GIVEN TEXT:
[START]
If the deep ID we all share is just a longing to transform ourselves or our environment, the totem can be anything. Perhaps within some very broad limits, but still, essentially the totem is random. Countless very distinct goals are consistent with “change!” or “be important!.” It doesn’t have to be based on any actual immediate need. It is a goal unto itself. It is devoid of reason. Reason will be used to achieve that goal, but not to generate it. It was generated by the mysterious, information-deficient totem. Was it a rational calculation that led Michaela to set the goal of specifically becoming a ballerina? That’s a stretch. Was she rational in deciding all the steps to get there, to become a ballerina once the goal was set? I’m guessing mostly yes.

Perhaps people inherently have trouble getting motivated, and this is “solved” by being susceptible to this strange force. But I find something quite bothersome about it. If you think of yourself as a rational being, it's a bit disconcerting that so much of your life can be determined by a fundamentally nonrational process. And it doesn’t stop there.

Glamour and Society

Most of Postrel’s examples are of glamour episodes which were part of big social phenomena. But why would glamour drive lots of people in the same direction?

One factor might be the ongoing improvements in the art and science of creating glamorous images and other totems for marketing purposes. Experts in this technology get large numbers of people to, say, buy their product. Important though this may be, the interesting thing to me is how unpredictable the results of this force seem to be. We don’t know precisely what Michaela’s photo actually was. An advertisement perhaps? But whatever the product (a deodorant? a performance of The Nutcracker? a book about Russia?) it seems that thing was not particularly relevant to Michaela at all.

As already mentioned, Postrel argues that the rise of cities vastly increased the power of glamour. “What had been once a rare or occasional experience became all but unavoidable. Instead of a handful of manifestations, glamour took on many forms, embodying a diversity of desires in a wide variety of objects.” Lots of people and things to look at! The simple human tendency to imitate others’ behavior seems like it must play a role here, although Postrel does not explicitly discuss it. The “phase change” that glamour underwent with urbanization may have emerged simply because there was a lot more behavior to observe and imitate. Imitation as a glamour amplifier.
[END]
RECORDS FOR THE EXERCISE:
[START]
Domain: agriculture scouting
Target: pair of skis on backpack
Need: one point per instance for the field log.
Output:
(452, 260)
[END]
WRITTEN PROBLEM 1: In the passage on glamour, edit the section starting at "One factor might" and ending at "Michaela at all." so that "glamorous images" is replaced with "striking pictures".
WRITTEN PROBLEM 2: Copy out the whole listing above, line for line, with no changes.

RESPONSE 1:
One factor might be the ongoing improvements in the art and science of creating striking pictures and other totems for marketing purposes. Experts in this technology get large numbers of people to, say, buy their product. Important though this may be, the interesting thing to me is how unpredictable the results of this force seem to be. We don’t know precisely what Michaela’s photo actually was. An advertisement perhaps? But whatever the product (a deodorant? a performance of The Nutcracker? a book about Russia?) it seems that thing was not particularly relevant to Michaela at all.

RESPONSE 2:
Domain: agriculture scouting
Target: pair of skis on backpack
Need: one point per instance for the field log.
Output:
(452, 260)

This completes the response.